## Text shown
[Start of section]

Battlefield wounded were often left outdoors and unattended in the first year of the war. Medical services were inadequately staffed and inefficiently run. The photograph of Union wounded in a “hospital” is from 1862 after the Battle of Savage Station.

Cumming wrote in her Journal that she saw old men and “beardless boys,” Union and Confederate soldiers alike, “mutilated in every imaginable way,” just lying on the floor untreated. They were crammed together so closely, she said, “that it was almost impossible to walk without stepping on them.” She was so overcome by the scene that she wrote that “I could not command my feelings enough to speak, but my thoughts crowded upon me.”

The Confederates, like their Union enemy, had completely underestimated the physical toll in wounded men that the war would eventually claim. Shiloh was the first massive battle in the Western Theater of the war, and it left more than 23,000 men killed, captured, or wounded. The untried Confederate medical system collapsed before the end of the battle. For example, while Kate Cumming arrived at Corinth three days after the battle, wounded men were still arriving at the hospitals there. Many of those men who had arrived a day or two earlier and who were too badly injured to take care of themselves, had not been even been fed, let alone treated, when Cumming got there.

The first thing Nurse Cumming did was to try to feed the men. Supplies were so inadequate that all she had to offer them was some bread, a biscuit, and coffee or tea. The hospital did not even have plates, so she passed out the meager food to the men from her hands to theirs.

Sanitary conditions in the hospital were deplorable. There were no cots for the wounded and dying, or any order to where the men were placed. Cumming wrote that “the men are lying all over the house, on their blankets, just as they were brought from the battle-field.” Because the hospital lacked attendants, they were lying in their own filth and blood. “The foul air from this mass of human beings at first made me giddy and sick,” she recalled. To help the men, she had to walk through blood and mud on the floors. When she fed those unable to feed themselves she had to kneel in the slops.

Two days after she arrived at Corinth, Cumming wrote that even then “There seems to be no order” in the hospital. “All do as they please,” she observed. “The men doing the nursing knew nothing of caring for the sick.” She said, and they were never given the time to learn. They were just common soldiers who would work a few hours in the hospital and then be given a new assignment and be replaced by new and equally inexperienced men. “I cannot see how it is possible for them to take proper care of the men, as nursing is a thing that has to learned,” she remonstrated.

[End of section]

## Exercise tasks
1 - Please extract the stretch of the Corinth hospital passage from "Battlefield wounded were" through "of Savage Station.".
2 - Answer these questions from the Corinth hospital passage:
(a) After which battle was the photograph of Union wounded taken?
(b) How many men did Shiloh leave killed, captured, or wounded?
(c) How many days after the battle did Kate Cumming arrive at Corinth?
3 - List every food or drink that the Corinth hospital passage says Cumming had to offer the men.
The data is not needed for any of this work.

## Dataset records
[Start of section]

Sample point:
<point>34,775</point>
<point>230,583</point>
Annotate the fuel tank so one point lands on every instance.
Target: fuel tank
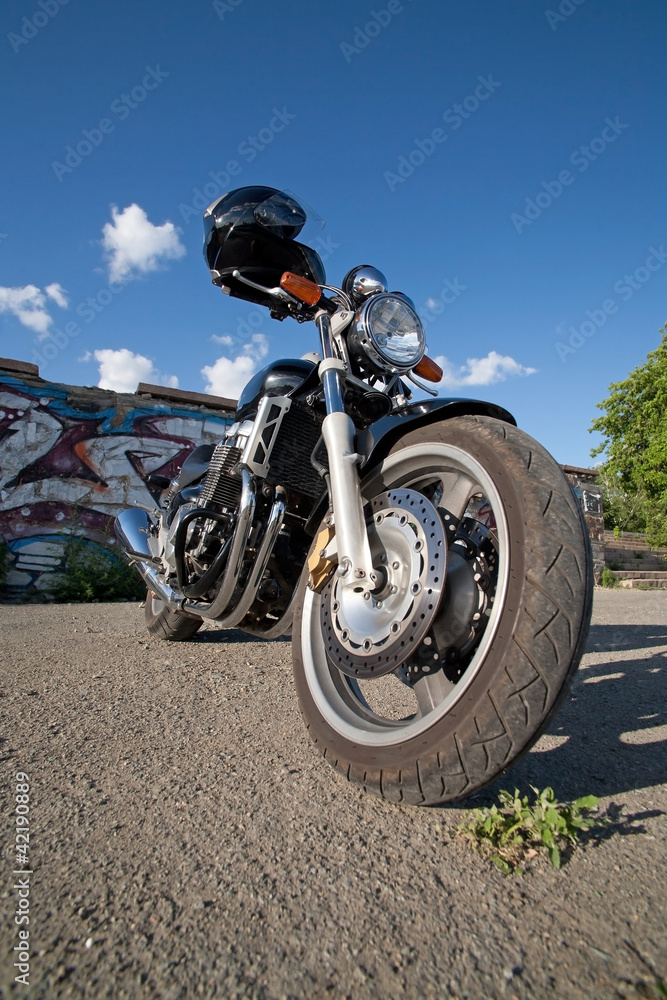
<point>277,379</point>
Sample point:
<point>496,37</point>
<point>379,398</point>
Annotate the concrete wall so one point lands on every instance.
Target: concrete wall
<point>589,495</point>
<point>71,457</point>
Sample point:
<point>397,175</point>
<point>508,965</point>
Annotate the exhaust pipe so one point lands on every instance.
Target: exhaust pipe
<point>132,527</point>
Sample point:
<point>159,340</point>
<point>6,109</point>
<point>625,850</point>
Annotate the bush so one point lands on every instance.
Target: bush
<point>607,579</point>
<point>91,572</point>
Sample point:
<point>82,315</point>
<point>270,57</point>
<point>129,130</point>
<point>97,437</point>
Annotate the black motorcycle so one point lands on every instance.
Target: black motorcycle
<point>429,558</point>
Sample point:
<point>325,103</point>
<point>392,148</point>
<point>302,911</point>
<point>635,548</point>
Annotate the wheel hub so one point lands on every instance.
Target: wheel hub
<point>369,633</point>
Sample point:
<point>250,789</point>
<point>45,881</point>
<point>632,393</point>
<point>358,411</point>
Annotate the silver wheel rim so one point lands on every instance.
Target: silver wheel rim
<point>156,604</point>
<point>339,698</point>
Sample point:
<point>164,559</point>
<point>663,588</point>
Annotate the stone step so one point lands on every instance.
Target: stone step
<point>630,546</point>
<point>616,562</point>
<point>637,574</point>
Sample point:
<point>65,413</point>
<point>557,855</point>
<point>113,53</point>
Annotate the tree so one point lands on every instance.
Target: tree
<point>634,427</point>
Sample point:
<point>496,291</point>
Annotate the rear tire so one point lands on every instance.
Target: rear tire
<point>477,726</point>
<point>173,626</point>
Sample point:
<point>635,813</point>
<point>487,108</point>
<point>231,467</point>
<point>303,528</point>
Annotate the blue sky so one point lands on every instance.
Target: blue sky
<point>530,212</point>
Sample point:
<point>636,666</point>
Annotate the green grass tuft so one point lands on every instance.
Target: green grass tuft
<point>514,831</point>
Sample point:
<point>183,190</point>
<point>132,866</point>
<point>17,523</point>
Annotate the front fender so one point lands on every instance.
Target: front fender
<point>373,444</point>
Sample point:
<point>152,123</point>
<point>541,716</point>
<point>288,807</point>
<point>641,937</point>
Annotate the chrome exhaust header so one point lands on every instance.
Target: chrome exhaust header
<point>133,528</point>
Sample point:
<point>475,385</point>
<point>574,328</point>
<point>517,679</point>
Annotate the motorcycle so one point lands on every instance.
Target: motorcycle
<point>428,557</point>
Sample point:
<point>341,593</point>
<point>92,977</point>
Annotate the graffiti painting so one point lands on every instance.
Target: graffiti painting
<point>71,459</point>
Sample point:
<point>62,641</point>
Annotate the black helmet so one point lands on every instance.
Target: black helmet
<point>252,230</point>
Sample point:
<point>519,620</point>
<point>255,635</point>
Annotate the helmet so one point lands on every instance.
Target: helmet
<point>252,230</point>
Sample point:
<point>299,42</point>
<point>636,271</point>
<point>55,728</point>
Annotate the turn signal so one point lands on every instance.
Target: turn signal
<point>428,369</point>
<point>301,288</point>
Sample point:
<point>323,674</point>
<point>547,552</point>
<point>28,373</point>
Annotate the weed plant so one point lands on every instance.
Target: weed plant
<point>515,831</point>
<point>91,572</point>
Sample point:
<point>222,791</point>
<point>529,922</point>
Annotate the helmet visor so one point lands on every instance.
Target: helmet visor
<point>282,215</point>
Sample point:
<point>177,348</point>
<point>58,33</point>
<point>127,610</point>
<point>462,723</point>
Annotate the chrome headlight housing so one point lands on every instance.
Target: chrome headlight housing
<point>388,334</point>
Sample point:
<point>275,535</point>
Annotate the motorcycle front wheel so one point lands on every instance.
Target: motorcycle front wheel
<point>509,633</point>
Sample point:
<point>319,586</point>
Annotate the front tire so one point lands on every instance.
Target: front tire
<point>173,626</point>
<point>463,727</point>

[End of section]
[Start of section]

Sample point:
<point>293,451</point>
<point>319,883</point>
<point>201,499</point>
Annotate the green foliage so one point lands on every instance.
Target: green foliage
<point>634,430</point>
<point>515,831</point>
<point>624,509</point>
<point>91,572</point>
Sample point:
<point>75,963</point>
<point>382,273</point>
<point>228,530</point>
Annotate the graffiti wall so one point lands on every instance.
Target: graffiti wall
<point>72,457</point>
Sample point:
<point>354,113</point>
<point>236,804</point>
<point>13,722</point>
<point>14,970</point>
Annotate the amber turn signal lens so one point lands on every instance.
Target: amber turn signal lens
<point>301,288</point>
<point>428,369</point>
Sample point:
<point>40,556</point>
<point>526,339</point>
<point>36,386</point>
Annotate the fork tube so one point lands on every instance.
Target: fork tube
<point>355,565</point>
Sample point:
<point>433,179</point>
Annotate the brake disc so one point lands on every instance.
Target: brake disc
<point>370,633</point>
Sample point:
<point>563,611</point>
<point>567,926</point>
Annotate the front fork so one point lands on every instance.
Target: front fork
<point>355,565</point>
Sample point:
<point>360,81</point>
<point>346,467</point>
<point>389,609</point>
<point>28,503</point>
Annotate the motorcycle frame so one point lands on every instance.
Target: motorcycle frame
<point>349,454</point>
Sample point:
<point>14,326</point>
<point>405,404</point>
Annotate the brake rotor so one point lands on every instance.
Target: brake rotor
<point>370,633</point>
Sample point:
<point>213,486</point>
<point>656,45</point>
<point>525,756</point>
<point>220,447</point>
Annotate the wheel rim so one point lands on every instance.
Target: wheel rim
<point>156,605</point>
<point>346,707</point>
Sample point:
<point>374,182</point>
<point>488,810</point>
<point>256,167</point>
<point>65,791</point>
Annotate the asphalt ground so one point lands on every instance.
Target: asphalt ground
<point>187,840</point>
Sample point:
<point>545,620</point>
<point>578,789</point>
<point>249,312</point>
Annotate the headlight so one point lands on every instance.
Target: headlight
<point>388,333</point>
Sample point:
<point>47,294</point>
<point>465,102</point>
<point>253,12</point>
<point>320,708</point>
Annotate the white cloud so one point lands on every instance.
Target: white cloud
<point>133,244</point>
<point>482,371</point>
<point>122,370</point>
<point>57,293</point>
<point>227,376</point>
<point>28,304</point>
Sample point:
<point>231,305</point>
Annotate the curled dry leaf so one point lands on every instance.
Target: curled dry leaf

[End of section]

## Per-task answers
1 -
Battlefield wounded were often left outdoors and unattended in the first year of the war. Medical services were inadequately staffed and inefficiently run. The photograph of Union wounded in a “hospital” is from 1862 after the Battle of Savage Station.

2 -
(a) The Battle of Savage Station
(b) More than 23,000
(c) Three days

3 -
Bread
A biscuit
Coffee
Tea